§ DATA FOR THIS TASK:
========================

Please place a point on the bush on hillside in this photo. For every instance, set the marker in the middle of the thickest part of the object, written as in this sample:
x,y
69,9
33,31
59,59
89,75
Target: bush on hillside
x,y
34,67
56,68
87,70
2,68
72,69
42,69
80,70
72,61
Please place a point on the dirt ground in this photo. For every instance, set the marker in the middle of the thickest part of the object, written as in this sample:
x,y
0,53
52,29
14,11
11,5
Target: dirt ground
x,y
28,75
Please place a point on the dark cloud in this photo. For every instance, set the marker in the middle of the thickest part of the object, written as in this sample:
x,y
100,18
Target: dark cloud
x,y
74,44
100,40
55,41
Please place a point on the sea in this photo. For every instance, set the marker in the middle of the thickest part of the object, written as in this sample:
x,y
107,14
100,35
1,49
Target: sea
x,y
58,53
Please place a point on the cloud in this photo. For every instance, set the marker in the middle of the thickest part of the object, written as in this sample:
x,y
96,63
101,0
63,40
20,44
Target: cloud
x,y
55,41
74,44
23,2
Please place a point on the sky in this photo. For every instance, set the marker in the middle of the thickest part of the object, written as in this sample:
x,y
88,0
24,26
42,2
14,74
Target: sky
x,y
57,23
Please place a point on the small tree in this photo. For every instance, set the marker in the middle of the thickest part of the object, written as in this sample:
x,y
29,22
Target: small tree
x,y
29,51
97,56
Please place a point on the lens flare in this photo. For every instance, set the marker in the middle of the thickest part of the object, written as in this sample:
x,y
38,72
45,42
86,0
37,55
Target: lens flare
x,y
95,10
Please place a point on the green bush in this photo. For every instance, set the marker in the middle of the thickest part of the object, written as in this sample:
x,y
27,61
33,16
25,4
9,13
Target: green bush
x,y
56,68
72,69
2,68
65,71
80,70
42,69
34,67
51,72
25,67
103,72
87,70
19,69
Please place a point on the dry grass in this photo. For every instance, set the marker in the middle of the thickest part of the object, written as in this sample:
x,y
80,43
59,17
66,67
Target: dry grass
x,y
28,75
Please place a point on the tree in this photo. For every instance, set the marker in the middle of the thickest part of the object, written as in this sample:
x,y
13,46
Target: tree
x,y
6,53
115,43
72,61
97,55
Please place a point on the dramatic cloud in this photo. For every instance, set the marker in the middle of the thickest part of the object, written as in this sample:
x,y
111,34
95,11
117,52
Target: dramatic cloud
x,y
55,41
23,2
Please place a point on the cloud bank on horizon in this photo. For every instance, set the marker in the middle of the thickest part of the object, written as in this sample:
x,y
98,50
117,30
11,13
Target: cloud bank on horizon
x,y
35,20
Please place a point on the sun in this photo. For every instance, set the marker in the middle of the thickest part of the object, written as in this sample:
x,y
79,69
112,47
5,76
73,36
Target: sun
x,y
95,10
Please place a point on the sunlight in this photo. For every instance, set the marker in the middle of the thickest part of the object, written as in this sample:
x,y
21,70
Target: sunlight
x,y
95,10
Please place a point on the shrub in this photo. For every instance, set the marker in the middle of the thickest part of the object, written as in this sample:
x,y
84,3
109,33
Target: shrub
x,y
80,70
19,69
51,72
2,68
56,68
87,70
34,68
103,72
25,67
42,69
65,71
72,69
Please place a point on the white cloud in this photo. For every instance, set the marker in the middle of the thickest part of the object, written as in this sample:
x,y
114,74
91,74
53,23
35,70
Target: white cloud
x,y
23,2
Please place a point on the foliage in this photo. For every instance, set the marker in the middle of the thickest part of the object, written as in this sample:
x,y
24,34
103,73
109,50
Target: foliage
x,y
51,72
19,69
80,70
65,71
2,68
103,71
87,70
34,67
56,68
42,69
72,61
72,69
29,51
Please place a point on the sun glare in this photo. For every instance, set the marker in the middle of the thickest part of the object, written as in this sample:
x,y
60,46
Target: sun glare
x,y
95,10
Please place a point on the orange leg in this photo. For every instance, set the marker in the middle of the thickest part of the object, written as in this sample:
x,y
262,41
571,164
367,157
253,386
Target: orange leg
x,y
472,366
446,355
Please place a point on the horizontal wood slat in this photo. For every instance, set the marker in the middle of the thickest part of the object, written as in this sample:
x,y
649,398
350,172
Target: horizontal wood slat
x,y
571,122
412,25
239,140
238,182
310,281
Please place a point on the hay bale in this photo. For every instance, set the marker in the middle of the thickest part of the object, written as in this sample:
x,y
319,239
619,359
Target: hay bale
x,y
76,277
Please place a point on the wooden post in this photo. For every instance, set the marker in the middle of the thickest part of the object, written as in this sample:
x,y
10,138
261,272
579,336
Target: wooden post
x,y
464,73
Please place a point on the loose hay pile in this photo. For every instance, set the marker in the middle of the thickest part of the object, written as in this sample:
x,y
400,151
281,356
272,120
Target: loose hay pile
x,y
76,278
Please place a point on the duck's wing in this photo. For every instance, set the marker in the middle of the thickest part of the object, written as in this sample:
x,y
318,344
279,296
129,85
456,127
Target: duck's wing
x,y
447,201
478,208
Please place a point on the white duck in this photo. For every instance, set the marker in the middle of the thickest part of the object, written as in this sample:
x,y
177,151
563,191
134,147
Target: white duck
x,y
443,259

========================

§ WRITTEN EXERCISE:
Please rewrite all of the data above, swapping "thickest part" for "widest part" wherever it occurs and leaving everything else unchanged.

§ RESULT:
Please place a point on the bush on hillside in this photo. For every instance, set the marker in the middle of the widest part of the object, written as in this sample:
x,y
69,9
33,31
59,59
89,75
Target: bush on hillside
x,y
34,67
56,68
87,70
2,68
72,69
42,69
80,70
72,61
Please place a point on the dirt ground in this photo. For every instance, set the marker in the middle of the widest part of the object, written as in this sample:
x,y
0,53
52,29
14,11
11,5
Target: dirt ground
x,y
28,75
Please place a point on the dark cloud in this photo. For every instance, set the marker in the middle of the widest part of the object, written as in this sample:
x,y
100,18
Target: dark cloud
x,y
74,44
100,40
55,41
Please place a point on the sea in this photo. For every instance, set the marker in the middle of the widest part of the object, written as in this sample:
x,y
107,14
100,35
1,49
Target: sea
x,y
58,53
Please place a point on the cloud in this photo. For every instance, set the marker in the middle of the widest part of the object, written as in this sample:
x,y
96,63
101,0
63,40
20,44
Target: cloud
x,y
55,41
74,44
23,2
Please place a point on the sky in this photo. For every instance, set the marker in the middle of the widest part of the object, written as in this sample:
x,y
88,0
24,26
42,2
14,74
Target: sky
x,y
57,23
Please place a point on the small tree in this photo. For every instance, set the marker in the middle of the widest part of the object, written as in this sample:
x,y
29,22
Target: small tree
x,y
29,51
97,56
Please place a point on the lens flare in this photo. For every instance, set the marker in the middle of the widest part of the object, written as in this sample:
x,y
38,72
45,42
86,0
37,55
Target: lens flare
x,y
95,10
Please place a point on the green bush in this photo. For every instance, set the marker in the middle of the widest part of the object, written as in this sample:
x,y
27,61
33,16
25,4
9,13
Target: green bush
x,y
56,68
72,69
2,68
65,71
80,70
42,69
34,67
51,72
25,67
103,72
87,70
19,69
Please place a point on the dry grass in this photo. For every instance, set the marker in the middle of the widest part of the object, written as in this sample:
x,y
80,43
59,17
66,67
Target: dry grass
x,y
28,75
Please place a point on the tree in this photo. For every instance, set the marker in the middle of the widest part of the object, written as in this sample:
x,y
13,46
Target: tree
x,y
6,53
115,43
72,61
97,55
Please place a point on the dramatic cloud in this photo. For every instance, set the marker in the middle of the widest part of the object, written as in this sample:
x,y
111,34
95,11
117,52
Target: dramatic cloud
x,y
55,41
23,2
Please place a point on the cloud bank on horizon in this photo. For every instance, set the marker in the middle of the widest part of the object, written as in this sample:
x,y
98,50
117,30
11,13
Target: cloud bank on horizon
x,y
35,20
Please place a point on the sun in this photo. For every instance, set the marker in the middle of the widest part of the object, written as in this sample:
x,y
79,69
112,47
5,76
73,36
Target: sun
x,y
95,10
Please place a point on the sunlight in this photo. For every instance, set the marker in the middle of the widest part of the object, written as in this sample:
x,y
21,70
Target: sunlight
x,y
95,10
Please place a point on the shrub in this photo. For every instance, set the marker in the middle of the widest part of the object, written as in this sample:
x,y
84,3
109,33
Target: shrub
x,y
80,70
19,69
51,72
2,68
56,68
87,70
34,68
103,72
25,67
42,69
65,71
72,69
Please place a point on the white cloud in this photo. For every instance, set the marker in the middle of the widest part of the object, written as in this sample:
x,y
114,74
91,74
53,23
35,70
Target: white cloud
x,y
23,2
Please place a point on the foliage in this photo. For every instance, set the marker in the middle of the widest part of the object, written as in this sample:
x,y
24,34
103,73
109,50
Target: foliage
x,y
51,72
19,69
80,70
65,71
2,68
103,71
87,70
34,67
56,68
42,69
72,61
72,69
29,51
Please place a point on the sun glare in this photo. For every instance, set the marker in the middle of the widest part of the object, written as in this sample:
x,y
60,46
Target: sun glare
x,y
95,10
Please place a point on the orange leg in this photo. For every instance, set the marker in the middle of the widest part of the object, written as in this sample:
x,y
262,41
571,164
367,157
253,386
Target: orange leg
x,y
472,366
446,355
Please place a point on the horizontal wood slat in this photo. For every instance, set the marker in the middle of the widest part of the object, written as in this sample:
x,y
649,398
350,172
Target: horizontal wood slat
x,y
571,122
412,25
239,140
238,182
310,281
Please place a point on the hay bale in this photo. For every instance, set the marker in the middle of the widest part of the object, written as in this sample:
x,y
319,239
619,359
Target: hay bale
x,y
76,277
Please place a point on the wooden post in this photo. For every instance, set the marker in the middle of the widest part of the object, written as in this sample:
x,y
10,138
261,272
579,336
Target: wooden post
x,y
464,73
Please place a point on the loose hay pile in this photo. For every instance, set the marker in the middle of the widest part of the object, written as in this sample:
x,y
400,151
281,356
272,120
Target: loose hay pile
x,y
76,278
Please place a point on the duck's wing in this photo. For every instance, set the marker in the middle of the widest part of the object, written as in this sample:
x,y
318,344
279,296
129,85
456,127
Target: duck's wing
x,y
447,201
478,208
Please place a point on the white duck in this photo. For every instance, set the marker in the middle of the widest part of the object, written as in this sample:
x,y
177,151
563,191
134,147
Target: white duck
x,y
443,259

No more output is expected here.